WORK TO COMPLETE: Exactly the lines from the one containing "Where can the adjacent" through the final line of the data are to be written out again, with nothing added.

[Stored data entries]
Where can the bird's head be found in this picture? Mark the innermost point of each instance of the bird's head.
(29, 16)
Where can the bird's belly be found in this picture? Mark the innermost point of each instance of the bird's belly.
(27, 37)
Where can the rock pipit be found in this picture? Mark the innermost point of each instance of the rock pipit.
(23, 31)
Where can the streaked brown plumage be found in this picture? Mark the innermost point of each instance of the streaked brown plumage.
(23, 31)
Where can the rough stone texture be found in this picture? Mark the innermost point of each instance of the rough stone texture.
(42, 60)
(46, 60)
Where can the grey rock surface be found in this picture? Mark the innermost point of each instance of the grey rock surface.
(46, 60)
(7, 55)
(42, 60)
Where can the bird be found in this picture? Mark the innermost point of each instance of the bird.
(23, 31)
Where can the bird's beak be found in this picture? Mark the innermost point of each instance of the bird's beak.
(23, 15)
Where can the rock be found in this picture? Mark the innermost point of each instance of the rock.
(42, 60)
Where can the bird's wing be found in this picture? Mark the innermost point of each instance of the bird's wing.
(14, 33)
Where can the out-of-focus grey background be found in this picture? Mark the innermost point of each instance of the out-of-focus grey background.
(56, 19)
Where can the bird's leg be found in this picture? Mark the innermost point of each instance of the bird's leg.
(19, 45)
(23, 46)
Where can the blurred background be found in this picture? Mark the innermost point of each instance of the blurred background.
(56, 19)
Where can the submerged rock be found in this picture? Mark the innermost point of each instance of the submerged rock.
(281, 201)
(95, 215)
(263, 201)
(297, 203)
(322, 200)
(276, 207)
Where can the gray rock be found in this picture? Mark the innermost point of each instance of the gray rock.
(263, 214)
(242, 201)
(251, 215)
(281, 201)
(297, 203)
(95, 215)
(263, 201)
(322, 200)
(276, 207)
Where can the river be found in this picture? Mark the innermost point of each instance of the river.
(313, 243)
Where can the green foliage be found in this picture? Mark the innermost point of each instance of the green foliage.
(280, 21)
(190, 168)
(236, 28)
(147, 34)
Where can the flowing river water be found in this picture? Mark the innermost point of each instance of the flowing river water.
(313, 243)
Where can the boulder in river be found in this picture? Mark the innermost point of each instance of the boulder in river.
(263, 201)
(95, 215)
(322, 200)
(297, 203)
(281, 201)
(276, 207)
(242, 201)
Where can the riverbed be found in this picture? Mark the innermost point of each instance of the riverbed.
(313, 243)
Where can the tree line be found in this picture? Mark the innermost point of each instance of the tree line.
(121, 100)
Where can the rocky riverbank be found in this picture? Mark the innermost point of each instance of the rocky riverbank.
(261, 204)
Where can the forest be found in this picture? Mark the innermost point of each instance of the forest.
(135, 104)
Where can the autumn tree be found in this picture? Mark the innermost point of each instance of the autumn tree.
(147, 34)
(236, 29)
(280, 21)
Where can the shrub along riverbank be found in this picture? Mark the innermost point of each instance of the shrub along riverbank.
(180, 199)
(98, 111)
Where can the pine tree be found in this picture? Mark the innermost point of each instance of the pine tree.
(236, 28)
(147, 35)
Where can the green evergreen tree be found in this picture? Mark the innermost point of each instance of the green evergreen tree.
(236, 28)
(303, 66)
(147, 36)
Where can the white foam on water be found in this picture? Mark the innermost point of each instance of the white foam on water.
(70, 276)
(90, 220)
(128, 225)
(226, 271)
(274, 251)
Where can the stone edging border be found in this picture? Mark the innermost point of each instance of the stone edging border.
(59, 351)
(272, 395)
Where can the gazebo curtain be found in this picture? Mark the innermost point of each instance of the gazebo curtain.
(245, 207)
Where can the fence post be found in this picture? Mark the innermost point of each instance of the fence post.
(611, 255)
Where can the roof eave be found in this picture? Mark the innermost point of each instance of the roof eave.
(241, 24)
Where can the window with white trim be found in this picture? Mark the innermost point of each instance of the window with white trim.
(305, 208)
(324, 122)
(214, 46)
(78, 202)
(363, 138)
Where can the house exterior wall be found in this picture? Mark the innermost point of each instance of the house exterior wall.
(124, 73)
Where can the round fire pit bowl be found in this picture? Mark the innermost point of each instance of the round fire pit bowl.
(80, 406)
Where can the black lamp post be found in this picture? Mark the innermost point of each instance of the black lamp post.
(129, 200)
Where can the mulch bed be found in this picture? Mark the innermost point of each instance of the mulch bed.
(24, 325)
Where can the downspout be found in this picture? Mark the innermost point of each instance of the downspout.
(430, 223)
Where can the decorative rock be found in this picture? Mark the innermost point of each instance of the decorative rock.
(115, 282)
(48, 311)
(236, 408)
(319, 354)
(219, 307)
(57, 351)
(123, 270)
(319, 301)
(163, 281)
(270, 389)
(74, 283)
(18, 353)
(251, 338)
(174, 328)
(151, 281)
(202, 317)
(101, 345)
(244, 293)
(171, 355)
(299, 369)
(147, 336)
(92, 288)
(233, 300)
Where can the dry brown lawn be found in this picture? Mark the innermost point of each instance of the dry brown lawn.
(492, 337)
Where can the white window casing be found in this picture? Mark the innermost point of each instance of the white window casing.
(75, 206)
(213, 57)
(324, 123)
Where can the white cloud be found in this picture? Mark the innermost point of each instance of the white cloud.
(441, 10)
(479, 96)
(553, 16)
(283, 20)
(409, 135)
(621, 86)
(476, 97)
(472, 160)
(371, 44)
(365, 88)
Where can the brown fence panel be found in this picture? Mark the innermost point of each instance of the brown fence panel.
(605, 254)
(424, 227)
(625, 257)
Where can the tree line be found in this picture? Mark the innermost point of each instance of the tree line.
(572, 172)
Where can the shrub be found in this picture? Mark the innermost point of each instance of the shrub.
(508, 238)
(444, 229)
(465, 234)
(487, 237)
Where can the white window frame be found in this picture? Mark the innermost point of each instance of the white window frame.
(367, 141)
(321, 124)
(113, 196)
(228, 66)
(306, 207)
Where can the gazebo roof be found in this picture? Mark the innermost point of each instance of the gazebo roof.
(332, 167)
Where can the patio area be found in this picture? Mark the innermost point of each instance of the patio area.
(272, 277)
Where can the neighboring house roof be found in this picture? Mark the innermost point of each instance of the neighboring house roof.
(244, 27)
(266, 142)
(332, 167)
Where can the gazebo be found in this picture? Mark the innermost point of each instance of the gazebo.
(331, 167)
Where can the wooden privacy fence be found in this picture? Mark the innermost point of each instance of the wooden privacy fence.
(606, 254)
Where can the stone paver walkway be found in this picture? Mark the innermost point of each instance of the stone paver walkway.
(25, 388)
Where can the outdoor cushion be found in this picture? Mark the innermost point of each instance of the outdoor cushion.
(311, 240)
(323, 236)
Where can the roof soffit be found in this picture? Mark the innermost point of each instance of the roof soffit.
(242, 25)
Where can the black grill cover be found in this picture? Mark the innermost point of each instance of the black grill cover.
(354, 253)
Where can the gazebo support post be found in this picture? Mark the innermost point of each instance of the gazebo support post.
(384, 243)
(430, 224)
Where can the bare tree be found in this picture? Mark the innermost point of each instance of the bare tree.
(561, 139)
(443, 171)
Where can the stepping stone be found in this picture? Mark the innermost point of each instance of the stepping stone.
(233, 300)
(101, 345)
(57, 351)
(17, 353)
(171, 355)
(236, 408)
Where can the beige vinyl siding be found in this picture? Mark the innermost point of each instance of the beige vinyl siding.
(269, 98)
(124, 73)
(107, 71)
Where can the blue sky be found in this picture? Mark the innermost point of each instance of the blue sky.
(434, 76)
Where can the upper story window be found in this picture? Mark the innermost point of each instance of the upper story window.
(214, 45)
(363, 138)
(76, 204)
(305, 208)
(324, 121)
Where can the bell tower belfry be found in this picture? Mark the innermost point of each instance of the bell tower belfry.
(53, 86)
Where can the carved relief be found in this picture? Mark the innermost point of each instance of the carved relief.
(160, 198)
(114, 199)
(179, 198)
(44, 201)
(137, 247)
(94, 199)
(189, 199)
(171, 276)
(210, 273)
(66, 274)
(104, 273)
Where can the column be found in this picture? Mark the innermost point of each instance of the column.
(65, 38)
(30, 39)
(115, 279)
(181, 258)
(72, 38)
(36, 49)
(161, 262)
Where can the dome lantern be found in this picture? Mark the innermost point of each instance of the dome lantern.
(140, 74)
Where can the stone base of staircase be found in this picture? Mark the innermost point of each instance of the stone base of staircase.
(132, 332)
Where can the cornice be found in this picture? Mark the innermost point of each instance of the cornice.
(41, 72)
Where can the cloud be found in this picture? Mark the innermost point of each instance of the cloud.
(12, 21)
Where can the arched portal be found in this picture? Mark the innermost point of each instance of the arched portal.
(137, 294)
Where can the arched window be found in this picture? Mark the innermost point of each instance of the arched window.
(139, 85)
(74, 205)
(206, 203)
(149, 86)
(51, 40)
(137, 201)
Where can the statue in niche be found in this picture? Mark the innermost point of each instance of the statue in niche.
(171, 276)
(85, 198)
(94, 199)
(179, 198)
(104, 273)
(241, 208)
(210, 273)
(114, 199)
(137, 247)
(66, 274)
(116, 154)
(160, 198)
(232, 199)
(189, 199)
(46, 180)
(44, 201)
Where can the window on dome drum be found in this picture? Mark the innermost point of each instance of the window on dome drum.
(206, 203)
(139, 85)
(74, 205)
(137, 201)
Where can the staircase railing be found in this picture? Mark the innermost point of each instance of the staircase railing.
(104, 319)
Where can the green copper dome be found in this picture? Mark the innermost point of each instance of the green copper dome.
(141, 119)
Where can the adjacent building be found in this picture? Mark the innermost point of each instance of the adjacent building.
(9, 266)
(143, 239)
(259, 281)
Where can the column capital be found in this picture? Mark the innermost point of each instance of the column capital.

EXERCISE RESULT:
Where can the adjacent building be found in this picture? Mark the innermost point of each instance of the adjacent building.
(9, 266)
(143, 239)
(259, 281)
Where can the column capital be found in this picture? Mark the innermost point of each instance of the column capital.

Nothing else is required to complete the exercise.